EXERCISE INSTRUCTIONS:
1/ Answer these questions using the news article on the ATF chief.
(a) What attack does Dettelbach give as an example of hate-fueled crime?
(b) How many employees does the ATF have?
(c) Which year had a higher gun murder rate than 2021?
2/ List every four-digit year that appears in the news article on the ATF chief, including its date line.
3/ Write the next paragraph of the news article on the ATF chief, picking up after its final sentence.

Bloomberg Law
Sept. 8, 2022, 1:28 AM

Biden’s ATF Chief Looks to Cut Illegal Gun Sales, Hate Crimes

Courtney Rozen
Courtney Rozen
Reporter

The new chief of the nation’s top firearms regulator said he’ll partner with local law enforcement and use crime data to catch more illegal gun dealers in a bid to combat the country’s highest gun-murder rates in decades.

Steve Dettelbach, director of the Bureau of Alcohol, Tobacco, Firearms, and Explosives (ATF), said he’s particularly focused on reducing hate-fueled crime like the 2018 anti-Semitic attack at a Pittsburgh synagogue.

“We are not going to sit back and let this become somehow something that is normalized in our country,” Dettelbach said in an exclusive interview Wednesday with Bloomberg Government.

That sentiment echoed the president who nominated him. President Joe Biden promised during his campaign that he’d fight against extremism and plans a speech on the topic next week at a White House summit on countering hate-fueled violence.

A former US attorney in Ohio, Dettelbach in July became the first ATF leader confirmed by the Senate since 2013. He takes the helm of the 5,000-employee agency amid rising demand for solutions to gun deaths. The gun murder rate in 2021 reached its second-highest level in a quarter-century, exceeded only by 2020, according to preliminary federal records.

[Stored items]
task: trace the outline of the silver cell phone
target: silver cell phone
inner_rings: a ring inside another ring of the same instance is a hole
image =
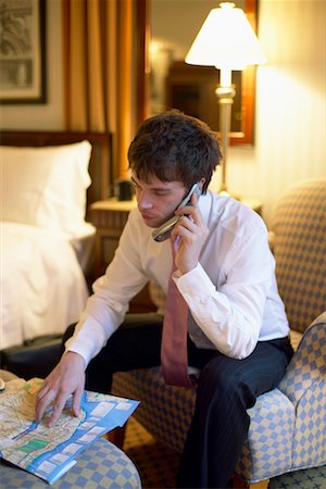
[[[193,184],[190,188],[189,192],[185,197],[185,199],[181,200],[177,209],[184,208],[190,203],[192,193],[197,193],[197,196],[201,196],[202,189],[200,184]],[[152,237],[155,241],[165,241],[165,239],[170,238],[171,231],[173,227],[176,225],[176,223],[179,221],[181,215],[173,215],[170,220],[167,220],[164,224],[162,224],[160,227],[153,230]]]

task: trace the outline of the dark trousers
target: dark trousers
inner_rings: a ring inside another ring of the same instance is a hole
[[[65,341],[74,330],[71,326]],[[106,346],[89,363],[86,388],[110,392],[112,375],[160,365],[162,317],[128,314]],[[189,364],[202,368],[197,401],[178,475],[180,488],[225,488],[246,441],[247,410],[276,387],[292,356],[288,338],[260,341],[243,360],[198,349],[188,338]],[[141,400],[140,400],[141,401]]]

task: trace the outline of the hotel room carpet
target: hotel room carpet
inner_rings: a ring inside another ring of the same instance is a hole
[[[155,441],[131,416],[123,450],[137,466],[142,489],[173,489],[180,455]],[[326,489],[326,467],[298,471],[271,479],[268,489]]]

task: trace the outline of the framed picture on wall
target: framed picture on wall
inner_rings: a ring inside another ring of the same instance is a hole
[[[46,0],[0,4],[0,103],[45,103]]]

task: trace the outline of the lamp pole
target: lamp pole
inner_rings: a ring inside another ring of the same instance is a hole
[[[220,85],[215,90],[220,103],[220,131],[222,139],[222,177],[220,193],[227,193],[226,164],[229,146],[231,106],[236,95],[235,85],[231,85],[231,71],[221,68]]]

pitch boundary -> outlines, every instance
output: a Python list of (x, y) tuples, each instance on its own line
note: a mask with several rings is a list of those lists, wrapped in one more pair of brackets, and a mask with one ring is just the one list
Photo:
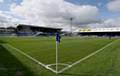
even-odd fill
[[(10, 45), (10, 44), (2, 44), (2, 45), (3, 45), (3, 47), (5, 47), (5, 48), (7, 48), (7, 46), (8, 46), (9, 48), (14, 49), (15, 51), (17, 51), (17, 52), (19, 52), (20, 54), (22, 54), (22, 55), (26, 56), (27, 58), (29, 58), (30, 60), (36, 62), (37, 64), (39, 64), (39, 65), (41, 65), (41, 66), (43, 66), (44, 68), (46, 68), (46, 69), (48, 69), (48, 70), (50, 70), (50, 71), (52, 71), (52, 72), (54, 72), (54, 73), (57, 73), (56, 70), (48, 67), (47, 65), (45, 65), (45, 64), (43, 64), (42, 62), (38, 61), (37, 59), (35, 59), (35, 58), (31, 57), (30, 55), (24, 53), (24, 52), (21, 51), (20, 49), (17, 49), (17, 48), (13, 47), (13, 46)], [(8, 49), (8, 50), (9, 50), (9, 49)]]
[(105, 48), (107, 48), (107, 47), (109, 47), (110, 45), (112, 45), (115, 41), (117, 41), (117, 40), (113, 40), (112, 42), (106, 44), (105, 46), (103, 46), (102, 48), (96, 50), (95, 52), (93, 52), (93, 53), (87, 55), (86, 57), (84, 57), (84, 58), (82, 58), (82, 59), (80, 59), (80, 60), (78, 60), (78, 61), (76, 61), (76, 62), (74, 62), (74, 63), (72, 63), (72, 64), (69, 65), (68, 67), (63, 68), (63, 69), (60, 70), (58, 73), (62, 73), (62, 72), (64, 72), (64, 71), (66, 71), (66, 70), (72, 68), (73, 66), (75, 66), (75, 65), (77, 65), (77, 64), (79, 64), (79, 63), (81, 63), (82, 61), (84, 61), (84, 60), (86, 60), (86, 59), (88, 59), (88, 58), (90, 58), (90, 57), (96, 55), (97, 53), (101, 52), (101, 51), (104, 50)]

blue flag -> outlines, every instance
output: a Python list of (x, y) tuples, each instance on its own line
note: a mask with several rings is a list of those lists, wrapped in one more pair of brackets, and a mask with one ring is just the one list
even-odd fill
[(60, 39), (61, 39), (61, 37), (60, 37), (60, 35), (57, 33), (57, 34), (56, 34), (56, 41), (57, 41), (58, 43), (60, 43)]

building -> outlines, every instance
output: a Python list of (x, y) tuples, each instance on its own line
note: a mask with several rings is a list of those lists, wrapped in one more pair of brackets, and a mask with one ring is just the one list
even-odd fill
[(82, 28), (79, 31), (82, 36), (120, 36), (120, 27), (114, 28)]

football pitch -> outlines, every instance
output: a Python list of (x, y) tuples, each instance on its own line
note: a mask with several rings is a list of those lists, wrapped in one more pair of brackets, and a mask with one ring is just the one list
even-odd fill
[[(120, 39), (0, 37), (0, 76), (120, 76)], [(58, 73), (58, 74), (56, 74)]]

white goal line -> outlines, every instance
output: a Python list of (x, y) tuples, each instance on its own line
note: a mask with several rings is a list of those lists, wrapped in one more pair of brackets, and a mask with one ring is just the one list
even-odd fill
[[(37, 64), (45, 67), (46, 69), (48, 69), (48, 70), (50, 70), (50, 71), (52, 71), (52, 72), (54, 72), (54, 73), (57, 73), (56, 70), (48, 67), (47, 65), (45, 65), (45, 64), (43, 64), (42, 62), (36, 60), (35, 58), (31, 57), (30, 55), (24, 53), (24, 52), (21, 51), (20, 49), (17, 49), (17, 48), (15, 48), (15, 47), (13, 47), (13, 46), (10, 45), (10, 44), (2, 44), (2, 46), (5, 47), (5, 48), (8, 49), (8, 50), (9, 50), (9, 48), (12, 48), (12, 49), (14, 49), (15, 51), (19, 52), (20, 54), (22, 54), (22, 55), (26, 56), (27, 58), (31, 59), (32, 61), (36, 62)], [(8, 48), (7, 46), (8, 46), (9, 48)]]
[[(117, 40), (118, 40), (118, 39), (117, 39)], [(90, 58), (90, 57), (96, 55), (96, 54), (99, 53), (100, 51), (102, 51), (102, 50), (104, 50), (105, 48), (107, 48), (107, 47), (109, 47), (110, 45), (112, 45), (112, 44), (113, 44), (115, 41), (117, 41), (117, 40), (114, 40), (114, 41), (108, 43), (107, 45), (105, 45), (105, 46), (103, 46), (102, 48), (96, 50), (95, 52), (93, 52), (93, 53), (87, 55), (86, 57), (84, 57), (84, 58), (82, 58), (82, 59), (80, 59), (80, 60), (78, 60), (78, 61), (76, 61), (76, 62), (74, 62), (74, 63), (72, 63), (72, 64), (69, 65), (68, 67), (63, 68), (63, 69), (60, 70), (58, 73), (62, 73), (62, 72), (64, 72), (65, 70), (68, 70), (69, 68), (72, 68), (73, 66), (75, 66), (75, 65), (77, 65), (77, 64), (79, 64), (79, 63), (81, 63), (82, 61), (84, 61), (84, 60), (86, 60), (86, 59), (88, 59), (88, 58)]]

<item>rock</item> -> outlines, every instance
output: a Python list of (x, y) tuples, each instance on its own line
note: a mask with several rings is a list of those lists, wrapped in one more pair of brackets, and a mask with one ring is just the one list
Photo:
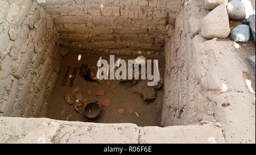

ANSWERS TO THE EXERCISE:
1/
(a) The 2018 anti-Semitic attack at a Pittsburgh synagogue
(b) 5,000
(c) 2020

2/ 2022, 2018, 2013, 2021, 2020

3/
The ATF has had a hard time in recent years carrying out its mission to inspect gun dealers. Meanwhile, demand for firearms grew rapidly in the first two years of the Covid-19 pandemic. One indicator: The FBI performed a total of 78.6 million background checks for Americans to buy firearms in 2020 and 2021—the highest amount in a two-year period in at least 20 years.

Dettelbach said he intends to use data analysts stationed at ATF field offices nationwide to identify weapons dealers in areas that have a history of illegal possession or high crime. That information will help high-ranking investigators decide which inspections to prioritize regardless of their location, he said.

“The old sort of notion of the grumpy old desk sergeant that pounds his desk and says, ‘Work the east side or work the west side’ — that’s not where we are anymore,” Dettelbach said.

Biden in the spring asked Congress for a 13% increase in the bureau’s budget, in part to hire more investigators to keep an eye on firearm dealers.

Culture of ‘Caution’

Dettelbach also said the ATF will work with more than 200 teams of federal and local law enforcement officials, investigators, analysts, and linguists to track down extremists. He wants to create a culture of “caution” and not fear, adding that Americans must report suspicious behavior to local law enforcement.

It’s the same playbook that federal law enforcement has used for decades to find and catch international terrorists and drug cartels—with mixed results.

We don’t need to “reinvent the wheel” on stopping hate-fueled violence, he said. “And I don’t think we are.”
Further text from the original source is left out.